-- Work to be completed --
Take the line containing "task: trace the outline of the pink nose" and every line after it to the end of the records, and copy them exactly, leaving out pictures.

[Contour annotation records]
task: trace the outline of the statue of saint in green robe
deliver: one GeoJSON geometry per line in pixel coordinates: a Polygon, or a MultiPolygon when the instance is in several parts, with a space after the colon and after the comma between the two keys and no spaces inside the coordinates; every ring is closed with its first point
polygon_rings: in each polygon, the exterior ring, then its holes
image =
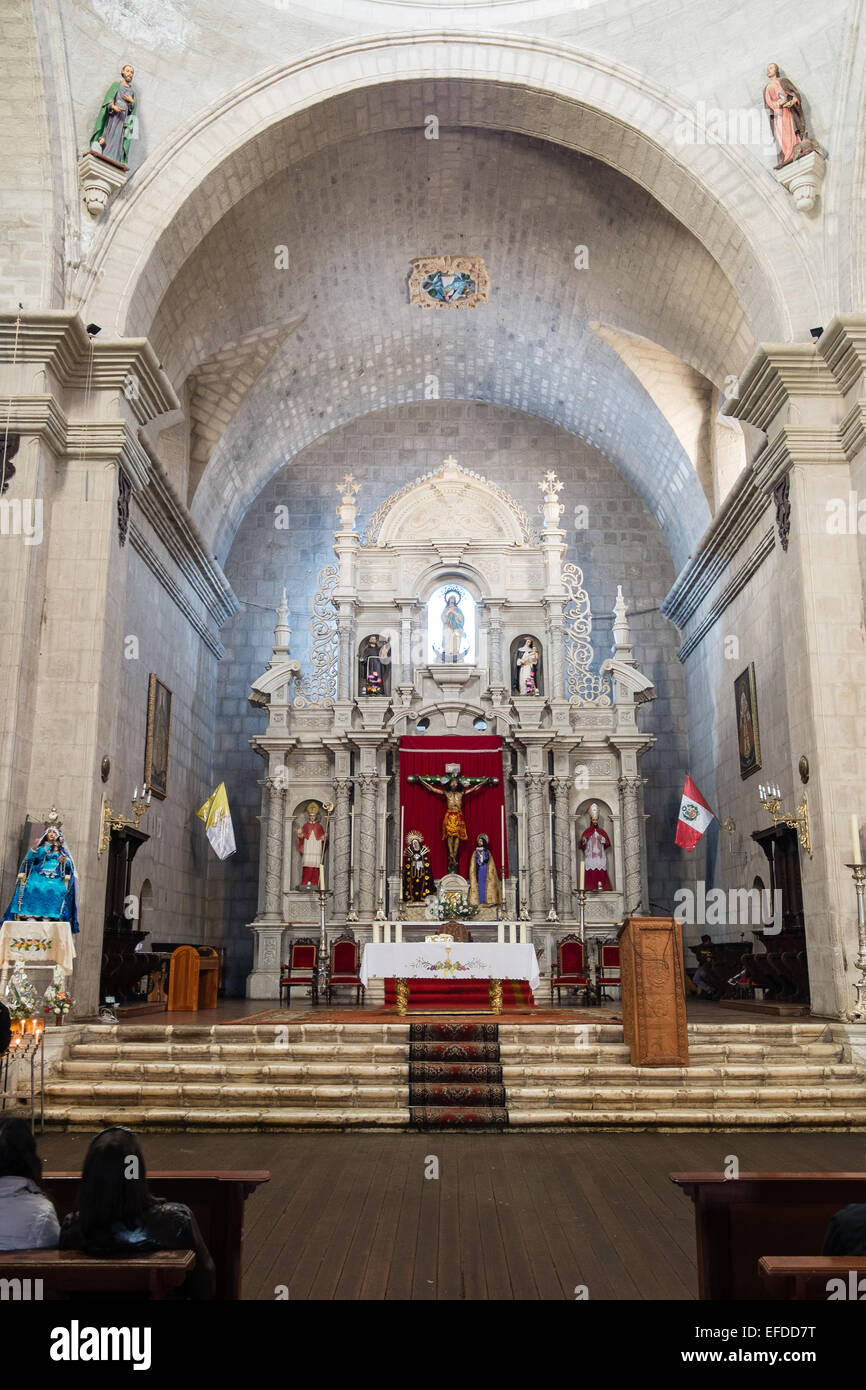
{"type": "Polygon", "coordinates": [[[95,154],[124,165],[129,160],[129,140],[135,125],[133,75],[135,68],[128,63],[121,72],[121,81],[114,82],[106,92],[90,136],[90,149],[95,154]]]}

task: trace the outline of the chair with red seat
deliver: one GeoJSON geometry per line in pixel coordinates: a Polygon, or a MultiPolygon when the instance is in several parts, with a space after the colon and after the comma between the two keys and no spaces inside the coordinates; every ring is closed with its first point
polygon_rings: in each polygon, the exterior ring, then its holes
{"type": "Polygon", "coordinates": [[[354,990],[354,1002],[360,1004],[361,994],[367,994],[359,974],[361,948],[350,931],[343,931],[331,942],[331,970],[328,974],[328,1004],[331,1004],[331,990],[349,987],[354,990]]]}
{"type": "Polygon", "coordinates": [[[289,948],[289,962],[279,972],[279,1002],[285,990],[289,1005],[292,990],[297,987],[313,991],[313,1004],[318,1004],[318,945],[313,937],[299,937],[289,948]]]}
{"type": "Polygon", "coordinates": [[[613,941],[601,941],[598,948],[595,987],[598,990],[599,1001],[605,997],[606,984],[614,990],[623,988],[623,976],[620,974],[620,948],[613,941]]]}
{"type": "Polygon", "coordinates": [[[556,942],[556,969],[550,973],[550,1004],[553,1004],[553,990],[557,1002],[562,1004],[563,990],[588,990],[587,972],[584,969],[584,944],[574,934],[563,937],[556,942]]]}

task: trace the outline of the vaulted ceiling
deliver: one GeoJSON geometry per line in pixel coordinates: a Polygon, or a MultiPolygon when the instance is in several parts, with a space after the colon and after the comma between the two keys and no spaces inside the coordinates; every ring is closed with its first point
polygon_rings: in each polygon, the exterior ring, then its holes
{"type": "Polygon", "coordinates": [[[186,228],[193,249],[150,336],[192,392],[189,500],[220,559],[307,443],[436,395],[509,404],[598,448],[648,500],[676,564],[705,530],[695,410],[714,409],[713,388],[778,328],[759,267],[733,228],[726,274],[688,210],[677,220],[598,158],[471,124],[470,86],[392,83],[381,129],[375,92],[325,103],[297,139],[250,152],[257,182],[197,242],[186,228]],[[411,306],[411,259],[455,253],[484,257],[489,303],[411,306]]]}

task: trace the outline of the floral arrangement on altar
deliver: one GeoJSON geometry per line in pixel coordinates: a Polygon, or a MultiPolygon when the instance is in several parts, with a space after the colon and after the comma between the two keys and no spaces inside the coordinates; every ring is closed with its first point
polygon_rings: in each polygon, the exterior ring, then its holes
{"type": "Polygon", "coordinates": [[[480,912],[477,902],[470,902],[464,892],[443,892],[436,903],[435,916],[439,922],[455,922],[477,917],[480,912]]]}
{"type": "Polygon", "coordinates": [[[60,970],[60,967],[56,967],[54,979],[44,991],[44,1012],[53,1013],[57,1017],[57,1022],[60,1023],[60,1020],[64,1017],[64,1015],[70,1012],[74,1004],[75,999],[72,999],[72,997],[67,994],[67,991],[64,990],[63,972],[60,970]]]}
{"type": "Polygon", "coordinates": [[[6,987],[6,1002],[14,1023],[32,1017],[36,1009],[36,990],[28,980],[21,960],[15,962],[13,967],[10,983],[6,987]]]}

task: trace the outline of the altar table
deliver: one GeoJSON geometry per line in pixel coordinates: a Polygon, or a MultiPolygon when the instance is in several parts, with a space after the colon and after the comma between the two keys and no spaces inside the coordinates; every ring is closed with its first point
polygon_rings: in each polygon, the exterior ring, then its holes
{"type": "Polygon", "coordinates": [[[50,917],[25,917],[4,922],[0,927],[0,973],[22,960],[25,965],[58,965],[72,974],[75,941],[68,922],[50,917]]]}
{"type": "Polygon", "coordinates": [[[393,979],[398,1013],[409,1005],[410,980],[489,980],[493,1013],[502,1013],[502,981],[528,980],[537,990],[541,976],[532,945],[500,941],[374,941],[364,947],[360,979],[393,979]]]}

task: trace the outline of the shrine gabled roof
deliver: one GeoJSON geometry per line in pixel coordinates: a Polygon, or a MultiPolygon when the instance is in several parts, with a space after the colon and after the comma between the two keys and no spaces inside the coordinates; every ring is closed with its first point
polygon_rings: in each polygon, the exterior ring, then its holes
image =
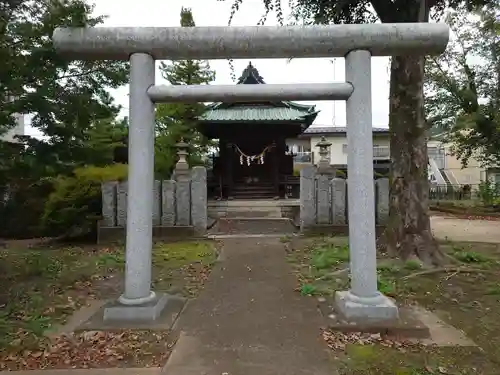
{"type": "MultiPolygon", "coordinates": [[[[280,103],[281,104],[281,103],[280,103]]],[[[203,122],[256,122],[256,121],[314,121],[318,111],[314,106],[297,107],[295,103],[273,105],[235,105],[228,108],[208,108],[200,117],[203,122]]]]}
{"type": "MultiPolygon", "coordinates": [[[[249,63],[238,79],[242,84],[265,84],[258,70],[249,63]]],[[[289,101],[277,103],[213,103],[199,117],[201,122],[303,122],[312,124],[319,111],[314,105],[289,101]]]]}

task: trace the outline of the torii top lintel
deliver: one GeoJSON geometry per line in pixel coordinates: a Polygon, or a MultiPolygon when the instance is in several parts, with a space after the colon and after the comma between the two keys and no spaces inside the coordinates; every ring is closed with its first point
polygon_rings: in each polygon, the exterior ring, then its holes
{"type": "Polygon", "coordinates": [[[372,56],[437,55],[446,49],[444,23],[244,27],[58,28],[54,47],[68,58],[155,59],[344,57],[353,50],[372,56]]]}

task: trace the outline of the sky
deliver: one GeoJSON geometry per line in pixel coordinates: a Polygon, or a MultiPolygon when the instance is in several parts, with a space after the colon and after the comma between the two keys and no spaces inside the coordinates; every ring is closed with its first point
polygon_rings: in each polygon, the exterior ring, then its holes
{"type": "MultiPolygon", "coordinates": [[[[94,10],[95,15],[106,15],[103,26],[179,26],[181,7],[191,8],[197,26],[226,26],[230,6],[233,0],[98,0],[94,10]]],[[[282,2],[285,17],[290,13],[288,1],[282,2]]],[[[244,0],[240,10],[233,19],[235,26],[254,26],[264,13],[262,0],[244,0]]],[[[270,15],[266,25],[276,25],[274,15],[270,15]]],[[[320,83],[344,82],[344,59],[245,59],[235,60],[236,76],[251,61],[258,69],[266,83],[320,83]]],[[[158,65],[158,63],[157,63],[158,65]]],[[[229,63],[226,60],[210,61],[210,66],[216,71],[216,79],[212,84],[233,83],[229,63]]],[[[156,83],[164,84],[159,72],[156,83]]],[[[110,91],[116,102],[123,106],[120,113],[126,116],[128,112],[128,86],[110,91]]],[[[372,58],[372,112],[373,126],[388,127],[389,114],[389,58],[372,58]]],[[[304,102],[316,104],[320,110],[313,126],[345,126],[344,102],[304,102]]],[[[29,120],[28,120],[29,122],[29,120]]],[[[26,133],[39,135],[29,125],[26,133]]]]}

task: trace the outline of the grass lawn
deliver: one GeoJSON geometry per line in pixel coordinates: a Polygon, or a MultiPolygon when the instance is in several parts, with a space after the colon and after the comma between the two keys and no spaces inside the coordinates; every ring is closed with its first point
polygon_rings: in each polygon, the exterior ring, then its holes
{"type": "MultiPolygon", "coordinates": [[[[379,289],[399,303],[418,303],[463,330],[478,347],[436,347],[386,341],[379,335],[326,331],[342,375],[500,373],[500,250],[496,244],[441,245],[457,265],[428,273],[420,264],[379,259],[379,289]],[[469,270],[469,272],[467,272],[469,270]]],[[[347,239],[289,244],[303,295],[333,296],[348,287],[347,239]]]]}
{"type": "MultiPolygon", "coordinates": [[[[209,241],[156,244],[154,290],[194,297],[216,256],[209,241]]],[[[161,365],[166,331],[45,334],[92,300],[118,297],[123,269],[123,247],[0,250],[0,370],[161,365]]]]}

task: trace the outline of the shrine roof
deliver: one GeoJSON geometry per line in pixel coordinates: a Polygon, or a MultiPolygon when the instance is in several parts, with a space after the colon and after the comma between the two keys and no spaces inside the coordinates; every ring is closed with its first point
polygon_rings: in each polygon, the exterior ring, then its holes
{"type": "MultiPolygon", "coordinates": [[[[238,79],[238,85],[265,84],[258,70],[249,63],[238,79]]],[[[309,126],[319,111],[314,105],[289,101],[254,103],[213,103],[199,117],[201,122],[301,122],[309,126]]]]}

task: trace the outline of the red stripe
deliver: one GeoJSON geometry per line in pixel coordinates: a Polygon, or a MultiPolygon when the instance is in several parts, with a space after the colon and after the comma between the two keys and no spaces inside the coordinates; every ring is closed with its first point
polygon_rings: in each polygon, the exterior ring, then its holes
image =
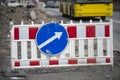
{"type": "Polygon", "coordinates": [[[59,61],[58,60],[50,60],[49,65],[58,65],[59,61]]]}
{"type": "Polygon", "coordinates": [[[87,63],[96,63],[96,58],[88,58],[87,63]]]}
{"type": "Polygon", "coordinates": [[[15,67],[19,67],[20,66],[20,62],[19,61],[16,61],[15,64],[14,64],[15,67]]]}
{"type": "Polygon", "coordinates": [[[38,27],[29,28],[29,39],[35,39],[38,27]]]}
{"type": "Polygon", "coordinates": [[[14,40],[19,39],[19,28],[14,28],[14,40]]]}
{"type": "Polygon", "coordinates": [[[86,26],[86,37],[95,37],[95,26],[86,26]]]}
{"type": "Polygon", "coordinates": [[[78,60],[77,59],[69,59],[68,64],[78,64],[78,60]]]}
{"type": "Polygon", "coordinates": [[[76,26],[68,26],[67,32],[68,32],[69,38],[76,38],[77,37],[76,26]]]}
{"type": "Polygon", "coordinates": [[[39,66],[40,61],[30,61],[30,66],[39,66]]]}
{"type": "Polygon", "coordinates": [[[106,58],[106,63],[110,63],[110,58],[106,58]]]}
{"type": "Polygon", "coordinates": [[[109,25],[105,25],[105,37],[110,37],[110,27],[109,27],[109,25]]]}

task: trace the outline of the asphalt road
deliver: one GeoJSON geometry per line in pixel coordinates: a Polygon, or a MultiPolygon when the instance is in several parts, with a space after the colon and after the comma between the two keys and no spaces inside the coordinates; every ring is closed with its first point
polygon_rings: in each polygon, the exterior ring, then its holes
{"type": "MultiPolygon", "coordinates": [[[[60,20],[70,20],[70,18],[61,17],[61,13],[59,13],[59,10],[56,8],[46,8],[46,10],[48,14],[60,20]]],[[[114,46],[118,46],[120,44],[120,12],[114,12],[113,17],[108,17],[107,19],[113,19],[114,46]]],[[[117,48],[120,50],[120,47],[117,48]]],[[[0,69],[0,80],[120,80],[120,51],[114,50],[113,66],[76,66],[61,69],[49,68],[49,70],[48,68],[30,69],[25,70],[26,77],[5,77],[3,71],[9,70],[10,68],[7,67],[10,66],[10,54],[8,52],[10,51],[5,51],[3,49],[0,52],[0,66],[2,67],[0,69]]]]}

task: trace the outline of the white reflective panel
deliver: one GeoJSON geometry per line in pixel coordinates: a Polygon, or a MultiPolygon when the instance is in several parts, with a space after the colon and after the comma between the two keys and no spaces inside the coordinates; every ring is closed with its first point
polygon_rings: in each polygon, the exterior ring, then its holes
{"type": "Polygon", "coordinates": [[[20,39],[29,39],[29,30],[28,30],[28,27],[20,27],[19,28],[19,36],[20,36],[20,39]]]}

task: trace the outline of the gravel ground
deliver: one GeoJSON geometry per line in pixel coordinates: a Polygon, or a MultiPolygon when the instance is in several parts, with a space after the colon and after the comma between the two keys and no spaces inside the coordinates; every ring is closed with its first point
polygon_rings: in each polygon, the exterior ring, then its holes
{"type": "MultiPolygon", "coordinates": [[[[40,23],[42,20],[59,21],[36,8],[27,10],[26,8],[0,7],[0,80],[13,80],[2,74],[3,71],[10,69],[10,42],[7,37],[10,30],[9,22],[14,21],[15,24],[19,24],[21,20],[24,20],[25,23],[29,23],[32,21],[28,16],[31,10],[34,10],[37,15],[35,23],[40,23]]],[[[114,51],[113,66],[76,66],[24,71],[27,74],[24,80],[120,80],[120,52],[114,51]]]]}

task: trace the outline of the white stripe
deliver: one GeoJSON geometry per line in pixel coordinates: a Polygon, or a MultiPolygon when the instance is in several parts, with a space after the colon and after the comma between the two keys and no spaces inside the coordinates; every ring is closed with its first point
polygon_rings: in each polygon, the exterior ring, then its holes
{"type": "Polygon", "coordinates": [[[30,66],[29,62],[30,61],[20,61],[20,66],[30,66]]]}
{"type": "Polygon", "coordinates": [[[120,24],[120,21],[118,21],[118,20],[113,20],[113,22],[115,22],[115,23],[119,23],[119,24],[120,24]]]}
{"type": "Polygon", "coordinates": [[[20,39],[29,39],[29,31],[28,31],[28,27],[20,27],[20,39]]]}
{"type": "Polygon", "coordinates": [[[104,25],[96,25],[96,37],[104,37],[104,25]]]}
{"type": "Polygon", "coordinates": [[[68,64],[68,60],[59,60],[59,65],[68,64]]]}
{"type": "Polygon", "coordinates": [[[78,59],[78,64],[86,64],[87,59],[78,59]]]}
{"type": "Polygon", "coordinates": [[[85,26],[77,26],[77,38],[86,37],[86,27],[85,26]]]}

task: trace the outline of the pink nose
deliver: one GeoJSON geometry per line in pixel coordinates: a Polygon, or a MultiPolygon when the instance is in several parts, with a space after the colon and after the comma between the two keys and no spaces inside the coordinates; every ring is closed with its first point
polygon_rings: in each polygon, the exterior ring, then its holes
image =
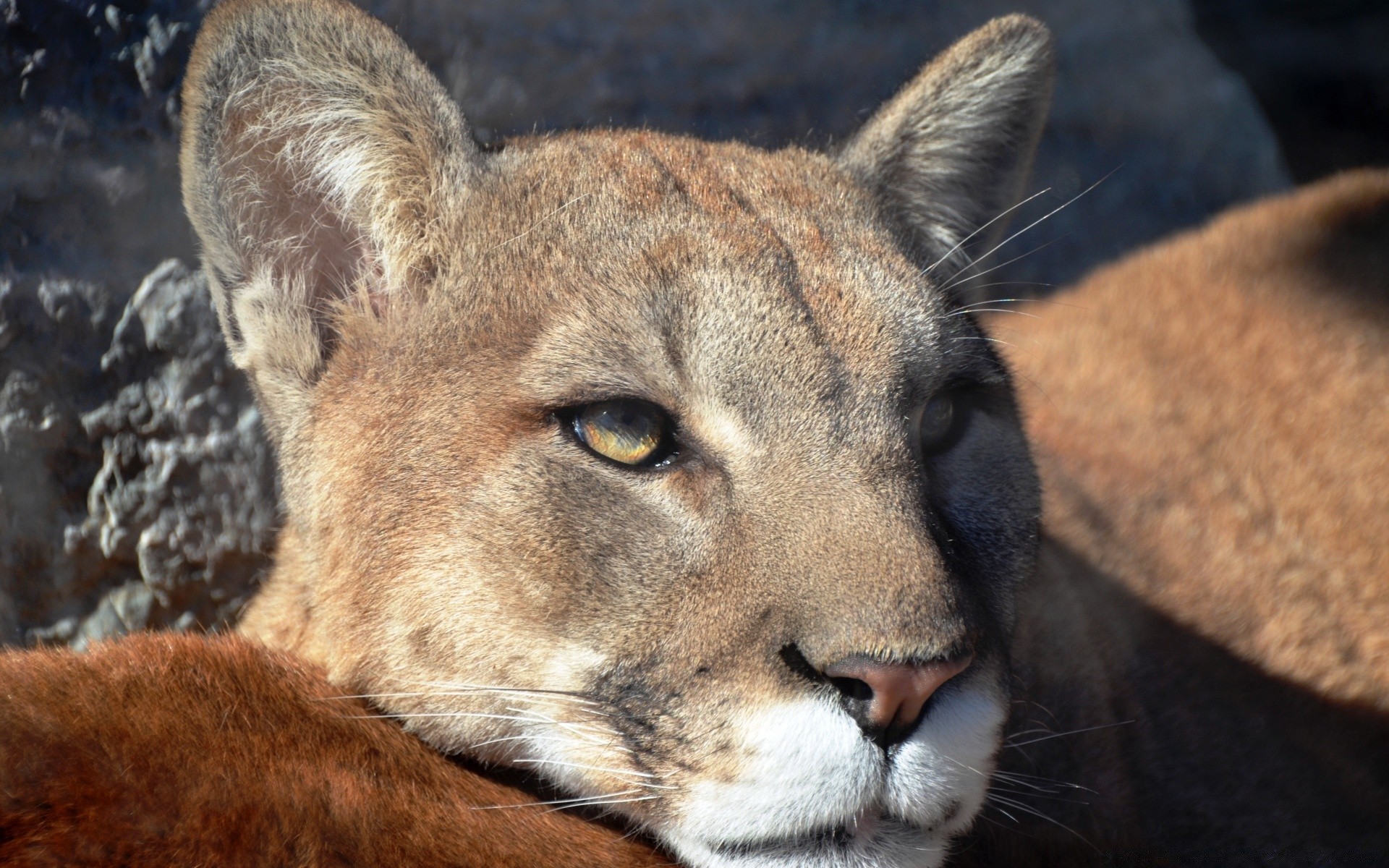
{"type": "Polygon", "coordinates": [[[906,737],[935,692],[972,661],[974,654],[910,664],[854,656],[832,664],[825,675],[849,697],[850,712],[864,732],[906,737]]]}

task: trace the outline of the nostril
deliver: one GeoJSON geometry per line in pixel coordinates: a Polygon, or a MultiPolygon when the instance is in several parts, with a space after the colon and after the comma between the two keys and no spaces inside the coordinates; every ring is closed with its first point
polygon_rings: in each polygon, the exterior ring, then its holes
{"type": "Polygon", "coordinates": [[[831,678],[829,683],[835,685],[845,699],[854,700],[857,703],[872,701],[872,687],[868,682],[858,678],[831,678]]]}
{"type": "Polygon", "coordinates": [[[915,731],[935,692],[972,660],[974,654],[926,662],[854,656],[826,667],[824,675],[845,696],[864,735],[888,747],[915,731]]]}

-- Solution to the problem --
task: trace the outline of the pink nose
deliver: one GeoJSON geometry per line in pixel coordinates: a Polygon, or a MultiPolygon when the instance is in several parts, with a space after the colon and after the comma between the two keys and no spaces inside the coordinates; every ring is closed with its first point
polygon_rings: in each polygon, the exterior ring, then its holes
image =
{"type": "Polygon", "coordinates": [[[906,737],[935,692],[972,661],[974,654],[910,664],[854,656],[832,664],[825,675],[849,697],[850,712],[864,732],[906,737]]]}

task: trace the outline of the nostril
deliver: one GeoJSON geometry per line in pixel coordinates: a Polygon, or a MultiPolygon when the instance is in several parts, with a space after the colon and after the comma between the two keys and no spaces inside the coordinates; every ring is closed with its first point
polygon_rings: in each polygon, the exterior ring, then its holes
{"type": "Polygon", "coordinates": [[[831,678],[829,683],[835,685],[845,699],[854,700],[857,703],[872,701],[872,687],[868,682],[858,678],[831,678]]]}
{"type": "Polygon", "coordinates": [[[915,731],[935,692],[972,660],[974,654],[926,662],[854,656],[826,667],[824,675],[845,696],[864,735],[888,747],[915,731]]]}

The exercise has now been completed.